Entries >>
[BEGIN]
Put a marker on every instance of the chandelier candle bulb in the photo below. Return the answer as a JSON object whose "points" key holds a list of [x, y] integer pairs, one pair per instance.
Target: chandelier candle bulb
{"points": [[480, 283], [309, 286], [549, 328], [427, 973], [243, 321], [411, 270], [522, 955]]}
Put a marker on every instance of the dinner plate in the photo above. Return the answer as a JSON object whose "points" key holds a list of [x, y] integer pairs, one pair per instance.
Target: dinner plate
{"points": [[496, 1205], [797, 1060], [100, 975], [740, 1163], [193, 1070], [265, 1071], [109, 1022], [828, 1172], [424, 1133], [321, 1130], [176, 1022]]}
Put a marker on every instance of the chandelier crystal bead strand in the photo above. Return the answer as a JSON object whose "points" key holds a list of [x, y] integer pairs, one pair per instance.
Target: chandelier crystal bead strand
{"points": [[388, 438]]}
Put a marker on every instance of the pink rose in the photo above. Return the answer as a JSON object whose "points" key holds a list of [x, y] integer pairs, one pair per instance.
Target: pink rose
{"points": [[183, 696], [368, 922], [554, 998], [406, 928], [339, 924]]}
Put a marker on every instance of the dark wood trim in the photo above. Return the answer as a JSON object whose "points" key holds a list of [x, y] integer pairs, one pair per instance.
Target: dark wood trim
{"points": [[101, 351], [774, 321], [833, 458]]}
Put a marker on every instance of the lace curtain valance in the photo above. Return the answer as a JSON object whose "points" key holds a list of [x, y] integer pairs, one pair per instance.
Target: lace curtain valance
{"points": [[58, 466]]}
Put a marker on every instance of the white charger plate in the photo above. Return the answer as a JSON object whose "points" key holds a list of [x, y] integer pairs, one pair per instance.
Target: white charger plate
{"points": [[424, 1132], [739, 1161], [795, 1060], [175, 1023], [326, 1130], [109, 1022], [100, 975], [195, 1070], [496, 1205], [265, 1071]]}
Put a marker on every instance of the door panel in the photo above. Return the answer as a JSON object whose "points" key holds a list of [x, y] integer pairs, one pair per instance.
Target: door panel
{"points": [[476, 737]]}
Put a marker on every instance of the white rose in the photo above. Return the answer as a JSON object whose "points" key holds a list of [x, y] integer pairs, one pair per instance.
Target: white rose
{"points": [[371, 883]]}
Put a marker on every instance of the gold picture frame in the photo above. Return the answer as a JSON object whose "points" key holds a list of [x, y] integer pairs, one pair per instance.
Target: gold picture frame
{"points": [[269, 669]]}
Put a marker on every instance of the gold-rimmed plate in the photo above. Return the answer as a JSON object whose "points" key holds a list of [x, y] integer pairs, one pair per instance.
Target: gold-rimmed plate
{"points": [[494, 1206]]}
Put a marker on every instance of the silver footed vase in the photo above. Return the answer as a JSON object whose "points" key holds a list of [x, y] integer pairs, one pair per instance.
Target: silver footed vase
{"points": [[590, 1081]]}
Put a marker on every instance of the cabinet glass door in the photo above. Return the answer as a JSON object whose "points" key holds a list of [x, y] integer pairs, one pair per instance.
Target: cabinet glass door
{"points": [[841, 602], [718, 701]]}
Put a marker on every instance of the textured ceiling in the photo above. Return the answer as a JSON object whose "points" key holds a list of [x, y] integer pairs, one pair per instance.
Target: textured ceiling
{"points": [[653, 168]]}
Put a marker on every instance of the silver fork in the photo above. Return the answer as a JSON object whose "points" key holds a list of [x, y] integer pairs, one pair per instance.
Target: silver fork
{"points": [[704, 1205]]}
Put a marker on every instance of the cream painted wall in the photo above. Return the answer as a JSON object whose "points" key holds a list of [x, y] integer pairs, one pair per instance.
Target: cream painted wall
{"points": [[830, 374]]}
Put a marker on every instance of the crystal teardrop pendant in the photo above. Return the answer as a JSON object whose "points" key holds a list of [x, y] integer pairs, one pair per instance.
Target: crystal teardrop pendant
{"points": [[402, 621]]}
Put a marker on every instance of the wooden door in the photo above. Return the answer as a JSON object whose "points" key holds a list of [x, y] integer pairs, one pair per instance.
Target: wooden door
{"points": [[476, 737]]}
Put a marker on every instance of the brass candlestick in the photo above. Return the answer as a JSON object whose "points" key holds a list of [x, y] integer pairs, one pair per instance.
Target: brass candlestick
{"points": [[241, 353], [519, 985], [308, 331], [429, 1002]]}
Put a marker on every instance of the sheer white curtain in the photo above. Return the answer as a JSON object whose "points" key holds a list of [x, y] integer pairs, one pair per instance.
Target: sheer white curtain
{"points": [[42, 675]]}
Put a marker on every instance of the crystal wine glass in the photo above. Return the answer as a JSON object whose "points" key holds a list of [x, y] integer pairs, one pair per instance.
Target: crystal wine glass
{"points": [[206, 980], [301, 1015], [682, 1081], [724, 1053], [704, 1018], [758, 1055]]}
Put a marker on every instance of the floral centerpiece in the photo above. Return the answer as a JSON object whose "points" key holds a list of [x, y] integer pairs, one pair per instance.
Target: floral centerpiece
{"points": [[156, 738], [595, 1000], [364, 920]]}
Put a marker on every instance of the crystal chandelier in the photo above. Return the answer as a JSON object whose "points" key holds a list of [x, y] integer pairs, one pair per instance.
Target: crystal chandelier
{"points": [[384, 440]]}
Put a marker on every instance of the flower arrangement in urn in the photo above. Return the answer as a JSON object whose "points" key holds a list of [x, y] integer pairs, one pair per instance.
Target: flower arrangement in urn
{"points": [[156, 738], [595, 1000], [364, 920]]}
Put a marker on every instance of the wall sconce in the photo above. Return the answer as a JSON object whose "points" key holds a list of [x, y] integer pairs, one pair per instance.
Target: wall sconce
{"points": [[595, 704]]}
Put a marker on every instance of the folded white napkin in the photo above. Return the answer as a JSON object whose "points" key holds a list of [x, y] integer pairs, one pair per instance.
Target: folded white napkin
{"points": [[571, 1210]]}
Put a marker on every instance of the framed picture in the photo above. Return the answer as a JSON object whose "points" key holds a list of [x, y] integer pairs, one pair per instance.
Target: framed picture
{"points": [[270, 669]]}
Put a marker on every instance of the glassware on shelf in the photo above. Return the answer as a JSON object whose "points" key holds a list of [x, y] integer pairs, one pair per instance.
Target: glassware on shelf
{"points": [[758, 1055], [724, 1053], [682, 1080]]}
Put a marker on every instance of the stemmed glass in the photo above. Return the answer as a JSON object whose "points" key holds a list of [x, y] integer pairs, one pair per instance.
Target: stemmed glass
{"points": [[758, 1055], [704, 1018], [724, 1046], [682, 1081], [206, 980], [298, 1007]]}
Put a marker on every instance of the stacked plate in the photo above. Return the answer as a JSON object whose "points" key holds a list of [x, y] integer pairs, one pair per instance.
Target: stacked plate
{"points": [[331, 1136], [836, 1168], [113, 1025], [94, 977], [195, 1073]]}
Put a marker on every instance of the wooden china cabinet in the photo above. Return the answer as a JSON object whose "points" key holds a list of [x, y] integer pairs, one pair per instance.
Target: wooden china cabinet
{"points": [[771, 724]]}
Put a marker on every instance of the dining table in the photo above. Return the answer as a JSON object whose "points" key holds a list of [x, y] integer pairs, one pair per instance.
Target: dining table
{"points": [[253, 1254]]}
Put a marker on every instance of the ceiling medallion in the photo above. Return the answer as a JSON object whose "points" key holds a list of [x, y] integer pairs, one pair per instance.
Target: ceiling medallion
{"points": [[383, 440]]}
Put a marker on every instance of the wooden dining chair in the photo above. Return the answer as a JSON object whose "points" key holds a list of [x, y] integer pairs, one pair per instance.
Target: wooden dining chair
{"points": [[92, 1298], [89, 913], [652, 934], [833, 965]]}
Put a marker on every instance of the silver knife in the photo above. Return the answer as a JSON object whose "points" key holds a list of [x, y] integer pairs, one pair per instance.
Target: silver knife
[END]
Task goal >> Copy the entries above exactly, leaving none out.

Answer to this exercise >>
Put a marker on every instance of the chandelier candle bulb in the photo below. Return the answer as a JSON object whose "points" key holds a list of [x, y] integer pairs, one pair per instance.
Target: chandelier candle bulb
{"points": [[480, 283], [309, 286], [549, 328], [427, 973], [243, 321], [411, 270], [522, 955]]}
Put a marker on every instance of the dinner plate in the photo above. Return the answer as a JSON object whose "points" key holds a list of [x, y] integer pairs, one pair per instance.
Target: dinner plate
{"points": [[496, 1205], [797, 1060], [100, 975], [740, 1163], [193, 1070], [265, 1071], [109, 1022], [828, 1172], [424, 1133], [321, 1130], [176, 1022]]}
Put a marker on every instance of the chandelier crystal bead strand in the photo above. Return the answer as a JSON object whose "points" key holds a list of [x, y] integer pairs, one pair per instance.
Target: chandelier crystal bead strand
{"points": [[388, 438]]}
Put a marker on every instance of the pink rose in the photo above. Return the answer as a JSON object whose "points" key holds a list of [x, y] integer pairs, one pair per instance.
Target: pink rose
{"points": [[183, 696], [368, 922], [554, 998], [406, 928], [339, 924]]}
Put a marker on every instance of the dark wood trim in the photo above. Return the answer as a JSON object whose "points" key holds a list of [x, y] integer pairs, one pair per instance.
Target: dark wood trim
{"points": [[101, 351], [774, 321], [833, 458]]}
Put a marker on every instance of the lace curtain valance in the photo above. Return the answer as a JSON object whose "points" key holds a list of [x, y] integer pairs, one pair per instance.
Target: lace curtain valance
{"points": [[58, 466]]}
Put a marker on every instance of the white charger plate in the photo above. Return the answer as a JSON object whose "points" key holds a list of [x, y] integer pairs, one pair per instance.
Target: white charger plate
{"points": [[424, 1132], [739, 1161], [795, 1060], [175, 1023], [326, 1130], [109, 1022], [100, 975], [195, 1070], [496, 1205], [265, 1071]]}
Put a marker on every instance of the door panel in the photo above. Return the answer as a JSON object whose "points" key holds a list of [x, y] integer pairs, one pair per instance.
Target: door panel
{"points": [[476, 737]]}
Put a marker on every instance of the white rose in the photo above. Return the answer as a JSON object whose "points" key holds a list of [x, y] integer pairs, one pair per instance.
Target: white rose
{"points": [[371, 883]]}
Put a marker on every instance of the gold picture frame in the photo above. Return the answer as a JSON object whose "points" key holds a list of [x, y] integer pairs, one pair per instance.
Target: gold picture frame
{"points": [[269, 669]]}
Put a marker on every instance of the gold-rimmed plate in the photo above. Return the answer as a JSON object whose "points" key holds a list of [x, y] integer pairs, one pair per instance.
Target: gold-rimmed plate
{"points": [[494, 1206]]}
Put a marker on every instance of the silver footed vase in the photo above. Return the answer as a JSON object whose "points" key holds a list of [x, y] integer pairs, one pair per instance.
Target: silver footed vase
{"points": [[590, 1081]]}
Put a marker on every instance of the cabinet glass door in the photo above. Return the answer as a JSON object whose "points" key holds a list of [x, y] integer pairs, one pair per instance.
Target: cabinet glass door
{"points": [[841, 602], [718, 701]]}
Put a marker on every instance of the textured ceiling in the photo above. Return the answer as a JSON object whose "points" key holds a list of [x, y] integer pairs, one pair per instance.
Target: textured ceiling
{"points": [[653, 168]]}
Put a marker on every instance of the silver fork in the photo above. Return the answer as a JSON object whose "points" key holds a list of [x, y] integer pairs, one pair per instance.
Target: silver fork
{"points": [[704, 1205]]}
Put a marker on every instance of the cream painted wall in the photo above. Return the answer as a JSON object whose "points" key holds a list of [x, y] integer pairs, one pair per instance.
Target: cream painted wall
{"points": [[830, 374]]}
Put a marker on every instance of the crystal teardrop pendant in the photo above. Return the answer as a JSON object whose "points" key holds a list of [x, y] integer pairs, one pair per instance.
Target: crystal teardrop pendant
{"points": [[402, 621]]}
Put a marker on every instance of the wooden door in the photo above. Return the answer as a JSON object whose "points" key holds a list of [x, y] integer pairs, one pair per instance.
Target: wooden door
{"points": [[476, 737]]}
Put a marker on every instance of the brass candlestick in the photo above. Return the answer as a JSON object whose "points" key holds a list of [x, y] integer pairs, one pair per instance.
Target: brass candlestick
{"points": [[241, 353], [519, 985], [308, 331], [429, 1002]]}
Put a marker on every instance of the sheer white curtain in the photo above. Return the answer as a JSON object whose "points" key holds a list of [x, y] integer pairs, one pair per instance.
Target: sheer white curtain
{"points": [[42, 675]]}
Put a marker on every instance of the crystal wine glass in the photo above. Return the answer as a JSON object whose "points" key holds a list of [x, y] integer pairs, one pair per instance.
Target: crystal wine glass
{"points": [[206, 980], [301, 1015], [682, 1081], [724, 1053], [704, 1018], [758, 1055]]}
Put a marker on every instance of the floral centerpiece in the photo above. Return the answer as a JSON object whose "points" key holds a list of [x, y] integer pairs, one pair per instance.
Target: floral centerpiece
{"points": [[156, 738], [595, 1000], [364, 920]]}
Put a marker on every instance of the crystal chandelier in the photo above. Return the answer as a JSON object whose "points" key holds a list of [x, y] integer pairs, one pair per instance.
Target: crystal chandelier
{"points": [[384, 440]]}
Put a marker on every instance of the flower arrangement in urn in the photo above. Return the answer as a JSON object whose "points" key holds a list of [x, y] integer pairs, one pair per instance.
Target: flower arrangement in urn
{"points": [[156, 738], [595, 1000], [364, 920]]}
Put a marker on every instance of the wall sconce in the photo above. Return the answer as a JSON object whose "points" key holds a list of [x, y] integer pairs, one pair per instance.
Target: wall sconce
{"points": [[595, 704]]}
Put a marker on every instance of the folded white napkin in the photo above. Return the answer as a JSON object whose "points" key holds a list of [x, y] integer pairs, one pair per instance.
Target: folded white napkin
{"points": [[571, 1210]]}
Put a marker on every instance of the framed picture in the photo above. Return the answer as a JSON object whose "points" key holds a list of [x, y] integer pairs, one pair per instance.
Target: framed picture
{"points": [[270, 669]]}
Put a marker on every instance of the glassware on shelf in the photo above. Return the answer as a JSON object whose "points" key holds a list of [x, y] integer pairs, one pair per instance.
Target: glassware on shelf
{"points": [[758, 1055], [724, 1053], [682, 1080]]}
Put a marker on every instance of the stemmed glass in the photo above. Return the answer as a JSON object whose "points" key holds a list of [x, y] integer pairs, one pair per instance.
Target: stemmed glass
{"points": [[758, 1055], [704, 1018], [724, 1046], [682, 1081], [206, 980], [298, 1007]]}
Put a marker on every instance of the stacked plate in the photo above. Return the answer as a JSON object whose "points" key holds a list of [x, y] integer pairs, one pair per instance.
Target: stacked plate
{"points": [[331, 1136], [836, 1168], [113, 1025], [94, 977], [195, 1073]]}
Put a marker on every instance of the wooden china cabinet in the photo above. Return the answer as a JSON object whose "points" key holds a list of [x, y] integer pairs, one pair per instance.
Target: wooden china cabinet
{"points": [[771, 724]]}
Put a marker on every instance of the dining table in the photo above. Return the answer as a JSON object whose "points" key holds a list of [x, y] integer pairs, one pair per instance.
Target: dining table
{"points": [[253, 1254]]}
Put a marker on every instance of the ceiling medallion in the photo above. Return the answer as a JSON object whose "points" key holds a list of [x, y] integer pairs, one pair per instance.
Target: ceiling medallion
{"points": [[383, 440]]}
Put a marker on every instance of the wooden dining chair in the photo above. Return the answer as a JSON object whose "points" key holds a list of [x, y] integer pairs, one pair per instance.
Target: wooden dining chair
{"points": [[92, 1298], [89, 913], [652, 934], [833, 965]]}
Put a marker on every instance of the silver knife in the photo above. Return the answer as a JSON object whose "points" key holds a list of [x, y] integer pairs, one pair per instance.
Target: silver knife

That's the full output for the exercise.